--- Begin SOURCE TEXT ---

Many threads run through the letters that Dan Wakefield has collected in KURT VONNEGUT: LETTERS. Some are expected: Vonnegut’s sharp view of American culture, his smartass descriptions of the upper crust of society, his staunch defense of education, his critique of the publishing world. Other threads are not: his unmeasured mercy towards others, his personal humility and modesty at all levels, his generous writing advice.  

Wakefield’s notes at the beginning of many of the letters give succinct background information for persons mentioned or introduced and, sometimes, explanations of specific passages in the letters or events in Vonnegut’s life. Wakefield’s excellent work is essential in piecing together this cross-stitch of Kurt Vonnegut, letter writer.

"There is...great satisfaction in filling in parts of his life and adding to the Vonnegut story. There is even greater pleasure in the sharp, off-hand comments and awareness of life the letters offer, and his revisiting the beginnings of his writing career gives an incentive for us to do so as well."

One letter from 1961 is addressed to Harvey Kurtzman, the cartoonist who founded MAD magazine, in which Vonnegut claims to want something published there. He outlines a plan for “shelter-hopping kits,” a totally appropriate item given the edgy world of the Cold War era. For $14.95, he writes, the kit would include a “WWII surplus cylinder of Cyklon B” and a charge for “blasting the lock on any shelter door.” Additional charges would add “grenades, bazookas, etc.” and “tape recordings of beloved family pets scratching to be let in.” It is clear that Vonnegut was “a queasy fan” of MAD; it also seems clear that his pitch would have met Kurtzman’s standards for satire.

Vonnegut’s tenure at a boys school in Massachusetts for behavioral problems lasted but one semester (September 1962 until January 1963); he says only, “I quit the teaching job, after doggedly finishing out a full semester. It was killing work…” However, his years at the University of Iowa teaching large, diverse sections of writing were much happier, and the letters from those years have solid teaching advice and commentary about living in the Midwest and working with young writers. Some of his students became well-known writers (Gail Godwin and John Irving, to name two), and his correspondence with them is part of the later chapters.

In a 1984 letter to Jed Feuer, an off-Broadway producer, Vonnegut offers an update of the Little Red Riding Hood story as a suggestion for a musical. The rationale for an update? “There are few opportunities in the tale for comedy or any universal truths beyond pure terror.”  That seems harsh, but it’s probably true. Vonnegut begins the scenario with a backwoods, fundamentalist village run by a Jerry Falwell type. The community is particularly obsessed with protecting the virtue of a great beauty who was orphaned and raised by her grandmother. However, she grows old and a bit long in the tooth, and it’s apparent that she has become bait for foreigners who come to win her hand but are killed by the vigilantes. The latest wolf, a sort of young Rockefeller, appears in the village to win the prize, and she awaits him, hoping against hope that he’ll be the one. Vonnegut suggests a suitable aria: “I am not meat.” The ending was negotiable, he concludes, but he lists many workable opportunities, including the wolf’s celebration of his roots and the vigilantes extolling small-town life. His delight in revisiting a fairy tale, bringing it forward to our greedy present-day world, and leaving it with improbably probable resolutions is obvious. My regret is not knowing Feuer’s response.

--- End SOURCE TEXT ---

DIRECTIONS
Copy the passage from the review of Vonnegut's letters exactly, from "Many threads run" up to and including "generous writing advice.".

--- Begin RECORDED INFORMATION ---

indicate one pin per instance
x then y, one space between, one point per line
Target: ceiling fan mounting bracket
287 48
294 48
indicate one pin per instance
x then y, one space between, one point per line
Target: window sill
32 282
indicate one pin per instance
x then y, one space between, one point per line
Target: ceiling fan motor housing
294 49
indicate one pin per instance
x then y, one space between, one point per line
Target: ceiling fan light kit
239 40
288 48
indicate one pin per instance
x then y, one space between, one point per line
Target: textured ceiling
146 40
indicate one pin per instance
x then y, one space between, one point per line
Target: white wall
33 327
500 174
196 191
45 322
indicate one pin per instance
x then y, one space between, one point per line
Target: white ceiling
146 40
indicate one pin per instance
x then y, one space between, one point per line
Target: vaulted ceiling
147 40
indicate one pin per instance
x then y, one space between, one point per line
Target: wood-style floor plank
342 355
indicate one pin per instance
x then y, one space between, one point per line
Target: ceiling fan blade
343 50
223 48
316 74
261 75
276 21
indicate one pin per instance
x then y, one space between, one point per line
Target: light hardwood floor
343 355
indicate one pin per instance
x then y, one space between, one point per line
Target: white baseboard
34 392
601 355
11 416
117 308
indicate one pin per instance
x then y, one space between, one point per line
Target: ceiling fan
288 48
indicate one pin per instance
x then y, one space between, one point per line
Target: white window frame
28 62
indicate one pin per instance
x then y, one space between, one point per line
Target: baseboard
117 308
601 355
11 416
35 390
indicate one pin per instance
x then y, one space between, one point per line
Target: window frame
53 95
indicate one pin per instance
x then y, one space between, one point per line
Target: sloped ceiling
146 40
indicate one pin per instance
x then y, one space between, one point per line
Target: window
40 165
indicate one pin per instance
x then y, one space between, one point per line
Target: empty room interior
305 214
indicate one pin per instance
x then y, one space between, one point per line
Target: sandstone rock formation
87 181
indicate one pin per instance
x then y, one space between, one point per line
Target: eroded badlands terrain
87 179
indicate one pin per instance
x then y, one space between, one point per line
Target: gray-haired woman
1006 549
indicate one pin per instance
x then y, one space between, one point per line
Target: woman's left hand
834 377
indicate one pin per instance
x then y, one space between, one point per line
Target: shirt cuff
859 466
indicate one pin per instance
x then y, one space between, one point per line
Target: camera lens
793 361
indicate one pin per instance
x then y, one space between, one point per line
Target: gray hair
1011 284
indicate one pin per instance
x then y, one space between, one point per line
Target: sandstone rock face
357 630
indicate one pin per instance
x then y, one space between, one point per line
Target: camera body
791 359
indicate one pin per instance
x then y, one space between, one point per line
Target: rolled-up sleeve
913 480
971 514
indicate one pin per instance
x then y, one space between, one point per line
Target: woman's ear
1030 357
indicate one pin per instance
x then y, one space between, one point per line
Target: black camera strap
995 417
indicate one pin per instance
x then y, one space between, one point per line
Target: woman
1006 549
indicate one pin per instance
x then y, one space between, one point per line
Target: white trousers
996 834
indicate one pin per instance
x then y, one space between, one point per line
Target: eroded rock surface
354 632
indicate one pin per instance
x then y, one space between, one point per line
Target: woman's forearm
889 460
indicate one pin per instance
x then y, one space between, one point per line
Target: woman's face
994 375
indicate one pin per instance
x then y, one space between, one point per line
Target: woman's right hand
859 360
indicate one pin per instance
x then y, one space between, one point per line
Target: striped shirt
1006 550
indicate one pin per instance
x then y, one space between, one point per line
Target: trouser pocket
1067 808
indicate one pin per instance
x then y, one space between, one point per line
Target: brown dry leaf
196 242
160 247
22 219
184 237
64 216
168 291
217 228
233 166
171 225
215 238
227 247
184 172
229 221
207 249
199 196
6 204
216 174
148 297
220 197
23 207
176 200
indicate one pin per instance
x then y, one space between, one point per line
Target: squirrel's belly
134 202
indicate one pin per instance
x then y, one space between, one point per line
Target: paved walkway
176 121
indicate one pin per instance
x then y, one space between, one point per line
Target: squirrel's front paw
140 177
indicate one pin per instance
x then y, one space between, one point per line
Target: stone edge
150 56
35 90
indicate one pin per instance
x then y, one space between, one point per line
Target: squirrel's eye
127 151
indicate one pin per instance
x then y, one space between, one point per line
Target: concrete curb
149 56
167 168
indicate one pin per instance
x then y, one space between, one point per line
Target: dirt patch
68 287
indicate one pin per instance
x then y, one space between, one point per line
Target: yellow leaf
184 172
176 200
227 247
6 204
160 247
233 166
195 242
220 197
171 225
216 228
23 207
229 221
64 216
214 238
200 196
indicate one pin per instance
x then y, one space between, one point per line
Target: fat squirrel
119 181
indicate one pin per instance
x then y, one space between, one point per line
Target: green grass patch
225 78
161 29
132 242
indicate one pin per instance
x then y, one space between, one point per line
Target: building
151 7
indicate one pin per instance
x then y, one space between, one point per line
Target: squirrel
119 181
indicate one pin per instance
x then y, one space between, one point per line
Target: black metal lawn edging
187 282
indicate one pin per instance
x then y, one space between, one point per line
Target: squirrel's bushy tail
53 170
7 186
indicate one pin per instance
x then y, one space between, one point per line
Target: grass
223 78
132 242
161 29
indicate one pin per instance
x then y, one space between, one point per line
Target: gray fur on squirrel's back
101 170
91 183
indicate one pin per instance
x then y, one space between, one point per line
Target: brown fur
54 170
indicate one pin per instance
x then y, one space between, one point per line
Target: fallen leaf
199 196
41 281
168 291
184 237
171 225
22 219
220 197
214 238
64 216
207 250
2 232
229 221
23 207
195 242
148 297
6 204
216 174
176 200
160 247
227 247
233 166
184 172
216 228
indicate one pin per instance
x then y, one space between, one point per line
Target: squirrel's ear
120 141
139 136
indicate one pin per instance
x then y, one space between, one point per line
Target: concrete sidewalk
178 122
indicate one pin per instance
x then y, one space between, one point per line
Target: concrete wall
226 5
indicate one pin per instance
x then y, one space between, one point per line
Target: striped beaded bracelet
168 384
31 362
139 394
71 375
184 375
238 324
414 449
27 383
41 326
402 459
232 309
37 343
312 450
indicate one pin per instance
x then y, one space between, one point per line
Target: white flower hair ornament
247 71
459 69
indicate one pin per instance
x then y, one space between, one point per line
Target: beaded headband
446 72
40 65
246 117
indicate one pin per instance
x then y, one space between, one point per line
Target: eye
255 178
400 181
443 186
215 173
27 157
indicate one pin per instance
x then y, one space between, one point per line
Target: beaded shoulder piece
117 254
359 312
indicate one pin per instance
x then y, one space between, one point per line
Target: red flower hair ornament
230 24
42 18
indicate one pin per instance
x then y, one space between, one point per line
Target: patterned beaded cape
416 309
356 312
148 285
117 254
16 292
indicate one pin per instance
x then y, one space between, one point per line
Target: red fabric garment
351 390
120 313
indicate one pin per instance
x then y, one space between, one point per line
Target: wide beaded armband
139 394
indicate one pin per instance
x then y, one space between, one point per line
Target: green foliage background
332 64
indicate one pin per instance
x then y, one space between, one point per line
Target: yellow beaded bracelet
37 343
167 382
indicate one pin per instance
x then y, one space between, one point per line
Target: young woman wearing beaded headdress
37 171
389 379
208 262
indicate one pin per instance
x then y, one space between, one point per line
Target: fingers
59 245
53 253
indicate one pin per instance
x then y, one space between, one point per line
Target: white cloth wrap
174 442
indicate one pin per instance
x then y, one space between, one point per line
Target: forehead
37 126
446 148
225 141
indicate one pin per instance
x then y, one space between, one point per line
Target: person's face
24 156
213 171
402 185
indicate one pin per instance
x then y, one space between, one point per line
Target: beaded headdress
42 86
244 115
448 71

--- End RECORDED INFORMATION ---

SOLUTION FOR THIS PROBLEM
Many threads run through the letters that Dan Wakefield has collected in KURT VONNEGUT: LETTERS. Some are expected: Vonnegut’s sharp view of American culture, his smartass descriptions of the upper crust of society, his staunch defense of education, his critique of the publishing world. Other threads are not: his unmeasured mercy towards others, his personal humility and modesty at all levels, his generous writing advice.